--- START ---

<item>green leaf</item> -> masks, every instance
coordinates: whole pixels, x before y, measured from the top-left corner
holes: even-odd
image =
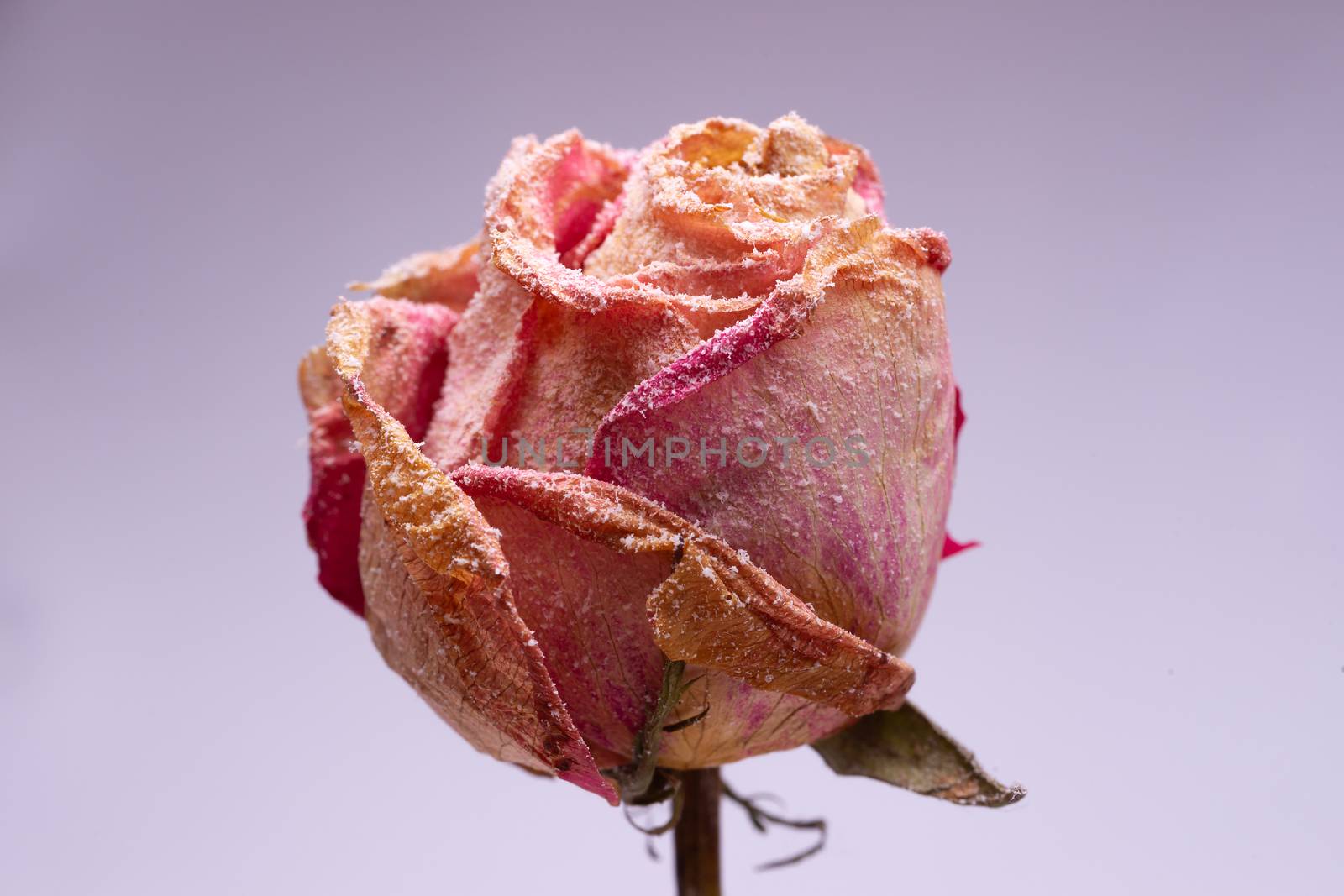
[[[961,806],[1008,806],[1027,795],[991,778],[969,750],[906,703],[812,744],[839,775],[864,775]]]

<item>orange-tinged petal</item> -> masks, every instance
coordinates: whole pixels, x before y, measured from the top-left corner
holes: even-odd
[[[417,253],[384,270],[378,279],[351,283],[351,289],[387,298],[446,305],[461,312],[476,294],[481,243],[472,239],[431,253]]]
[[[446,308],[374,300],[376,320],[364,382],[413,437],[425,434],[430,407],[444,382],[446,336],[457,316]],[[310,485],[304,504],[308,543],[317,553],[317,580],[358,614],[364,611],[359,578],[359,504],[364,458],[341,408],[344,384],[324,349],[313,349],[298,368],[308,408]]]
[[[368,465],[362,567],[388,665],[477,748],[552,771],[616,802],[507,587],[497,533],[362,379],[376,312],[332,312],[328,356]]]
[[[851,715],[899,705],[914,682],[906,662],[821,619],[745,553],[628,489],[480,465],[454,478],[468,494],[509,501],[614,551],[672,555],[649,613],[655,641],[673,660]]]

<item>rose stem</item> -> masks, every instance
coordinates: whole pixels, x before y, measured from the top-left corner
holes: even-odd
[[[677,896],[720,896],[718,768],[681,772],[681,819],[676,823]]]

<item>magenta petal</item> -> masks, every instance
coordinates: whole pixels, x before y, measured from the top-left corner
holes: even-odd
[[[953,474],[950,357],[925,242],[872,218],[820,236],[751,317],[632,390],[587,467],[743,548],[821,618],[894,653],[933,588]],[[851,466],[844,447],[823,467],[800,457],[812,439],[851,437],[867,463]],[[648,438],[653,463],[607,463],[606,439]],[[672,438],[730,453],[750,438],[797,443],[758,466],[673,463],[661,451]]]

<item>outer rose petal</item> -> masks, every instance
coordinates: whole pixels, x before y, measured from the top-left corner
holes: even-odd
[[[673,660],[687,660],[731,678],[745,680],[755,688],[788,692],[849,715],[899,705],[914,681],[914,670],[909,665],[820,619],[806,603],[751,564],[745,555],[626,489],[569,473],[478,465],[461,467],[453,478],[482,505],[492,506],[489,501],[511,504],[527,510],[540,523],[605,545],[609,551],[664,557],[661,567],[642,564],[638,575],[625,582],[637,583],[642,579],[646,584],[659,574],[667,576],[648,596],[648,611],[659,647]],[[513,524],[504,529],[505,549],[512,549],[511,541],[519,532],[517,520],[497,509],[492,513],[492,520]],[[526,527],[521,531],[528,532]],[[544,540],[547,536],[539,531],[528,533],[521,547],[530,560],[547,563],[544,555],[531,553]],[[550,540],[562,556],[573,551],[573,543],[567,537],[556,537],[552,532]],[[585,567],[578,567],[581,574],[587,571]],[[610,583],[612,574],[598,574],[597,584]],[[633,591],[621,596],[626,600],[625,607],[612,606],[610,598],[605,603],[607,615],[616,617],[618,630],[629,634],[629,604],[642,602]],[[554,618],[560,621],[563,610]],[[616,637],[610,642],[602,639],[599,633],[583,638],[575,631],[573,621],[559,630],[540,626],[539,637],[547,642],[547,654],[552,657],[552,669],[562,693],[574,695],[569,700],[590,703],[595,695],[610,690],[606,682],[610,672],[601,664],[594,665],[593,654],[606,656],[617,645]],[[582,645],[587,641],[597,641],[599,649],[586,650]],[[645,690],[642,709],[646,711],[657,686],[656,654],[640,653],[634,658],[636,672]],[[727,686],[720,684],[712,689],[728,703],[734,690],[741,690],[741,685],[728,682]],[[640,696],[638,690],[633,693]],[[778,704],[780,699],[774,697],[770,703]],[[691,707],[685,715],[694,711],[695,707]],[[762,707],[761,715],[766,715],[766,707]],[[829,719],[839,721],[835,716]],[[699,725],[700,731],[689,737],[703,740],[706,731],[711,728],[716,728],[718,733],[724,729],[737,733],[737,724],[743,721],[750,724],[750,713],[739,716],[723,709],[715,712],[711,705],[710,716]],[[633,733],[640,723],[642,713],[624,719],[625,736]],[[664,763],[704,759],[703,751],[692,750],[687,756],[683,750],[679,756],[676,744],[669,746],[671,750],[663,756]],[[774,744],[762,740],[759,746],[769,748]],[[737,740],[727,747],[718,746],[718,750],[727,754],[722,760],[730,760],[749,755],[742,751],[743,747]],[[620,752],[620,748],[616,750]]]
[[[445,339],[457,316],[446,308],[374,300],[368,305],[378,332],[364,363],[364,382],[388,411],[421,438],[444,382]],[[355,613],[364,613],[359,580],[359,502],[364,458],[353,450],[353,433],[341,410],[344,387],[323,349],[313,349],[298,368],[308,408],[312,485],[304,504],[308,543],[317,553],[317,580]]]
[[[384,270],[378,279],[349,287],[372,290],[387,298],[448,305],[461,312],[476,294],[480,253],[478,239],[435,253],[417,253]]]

--- END ---

*REQUIRED TASK*
Recast the lines above as a Markdown table with two columns, "Row" and "Line," giving each non-blank line its own numbered row. Leave the pictures out of the table.

*OUTPUT OF THE EXERCISE*
| Row | Line |
|---|---|
| 1 | <item>green leaf</item> -> masks, every instance |
| 2 | coordinates: whole pixels, x before y, measured from the top-left corner |
| 3 | holes: even-odd |
| 4 | image = |
| 5 | [[[961,806],[1008,806],[1027,795],[991,778],[969,750],[906,703],[812,744],[839,775],[864,775]]] |
| 6 | <item>orange-tinged petal</item> -> masks, every instance |
| 7 | coordinates: whole pixels, x before y, measured from the top-left corner |
| 8 | holes: even-odd |
| 9 | [[[417,253],[384,270],[378,279],[351,283],[351,289],[387,298],[446,305],[461,312],[476,294],[481,243],[472,239],[431,253]]] |
| 10 | [[[446,308],[374,300],[376,320],[364,382],[413,437],[425,434],[430,407],[444,382],[446,336],[457,316]],[[310,485],[304,504],[308,543],[317,553],[317,580],[358,614],[364,611],[359,578],[359,504],[364,458],[341,408],[344,384],[324,349],[313,349],[298,368],[308,408]]] |
| 11 | [[[368,465],[362,567],[388,665],[477,748],[552,771],[616,802],[507,587],[497,533],[362,379],[376,312],[332,312],[328,356]]] |
| 12 | [[[851,715],[899,705],[914,682],[906,662],[821,619],[745,553],[628,489],[480,465],[454,478],[468,494],[509,501],[614,551],[672,555],[649,613],[655,641],[673,660]]] |
| 13 | <item>rose stem</item> -> masks, every instance |
| 14 | coordinates: whole pixels, x before y, measured from the top-left corner |
| 15 | holes: even-odd |
| 16 | [[[677,896],[720,896],[718,768],[681,772],[681,819],[676,823]]] |
| 17 | <item>magenta petal</item> -> masks, every instance |
| 18 | coordinates: whole pixels, x before y, measured from the top-left corner |
| 19 | holes: even-odd |
| 20 | [[[953,474],[950,357],[925,242],[872,218],[820,236],[751,317],[632,390],[587,467],[743,548],[821,618],[894,653],[933,588]],[[851,466],[844,447],[823,467],[800,457],[812,439],[851,437],[867,463]],[[648,438],[653,463],[607,463],[606,439]],[[672,438],[730,453],[750,438],[797,443],[758,466],[673,463],[661,451]]] |
| 21 | <item>outer rose petal</item> -> masks, every instance |
| 22 | coordinates: whole pixels, x before y, measured from the top-left corner |
| 23 | holes: even-odd |
| 24 | [[[673,660],[687,660],[731,678],[745,680],[755,688],[788,692],[849,715],[899,705],[914,681],[914,670],[909,665],[820,619],[806,603],[751,564],[745,555],[626,489],[569,473],[478,465],[461,467],[453,478],[482,505],[492,506],[489,501],[511,504],[527,510],[540,523],[605,545],[609,551],[664,557],[661,567],[642,564],[638,575],[625,582],[637,583],[642,579],[646,584],[659,574],[667,576],[648,596],[648,611],[659,647]],[[513,524],[504,529],[505,549],[512,549],[511,541],[519,532],[517,520],[497,509],[492,513],[492,520]],[[526,527],[521,531],[528,532]],[[544,540],[547,536],[539,531],[528,533],[521,547],[530,560],[547,563],[544,555],[531,553]],[[550,540],[562,556],[573,551],[573,543],[567,537],[556,537],[552,532]],[[585,567],[578,567],[581,574],[587,571]],[[610,583],[612,574],[598,574],[597,584]],[[633,591],[621,596],[626,600],[625,607],[612,606],[610,598],[605,603],[607,615],[616,617],[618,630],[629,634],[629,604],[642,602]],[[554,618],[560,621],[563,610]],[[616,637],[610,642],[602,639],[599,633],[583,638],[575,631],[573,621],[559,630],[540,626],[539,637],[547,642],[547,654],[552,657],[552,669],[562,693],[574,695],[569,700],[590,703],[595,695],[610,690],[606,682],[610,672],[601,664],[594,665],[593,654],[606,656],[617,645]],[[582,645],[587,641],[597,641],[599,649],[586,650]],[[645,690],[642,709],[646,711],[657,686],[656,654],[640,653],[634,658],[636,672]],[[727,686],[720,684],[712,689],[728,703],[734,690],[741,690],[741,685],[728,682]],[[640,696],[638,690],[633,693]],[[778,704],[780,699],[774,697],[770,703]],[[691,707],[685,715],[694,711],[695,707]],[[762,707],[761,715],[766,715],[766,707]],[[829,719],[839,721],[835,716]],[[699,725],[700,731],[689,737],[703,740],[706,731],[711,728],[716,728],[718,733],[724,729],[737,733],[737,724],[743,721],[750,724],[750,713],[739,716],[723,709],[715,712],[711,705],[710,716]],[[633,733],[640,723],[642,713],[624,719],[625,736]],[[664,763],[704,759],[703,751],[692,750],[687,756],[683,750],[679,756],[676,744],[669,746],[671,750],[663,756]],[[774,744],[762,740],[759,746],[769,748]],[[737,740],[727,747],[718,746],[718,750],[727,754],[722,760],[730,760],[749,755],[742,751],[743,747]],[[620,752],[620,748],[616,750]]] |
| 25 | [[[445,339],[457,316],[446,308],[374,300],[368,305],[378,332],[364,363],[364,382],[388,411],[421,438],[444,382]],[[355,613],[364,613],[359,580],[359,502],[364,458],[353,450],[353,433],[341,410],[344,387],[323,349],[313,349],[298,368],[308,408],[312,485],[304,504],[308,543],[317,553],[317,580]]] |
| 26 | [[[384,270],[378,279],[349,287],[372,290],[387,298],[448,305],[461,312],[476,294],[480,253],[478,239],[435,253],[417,253]]] |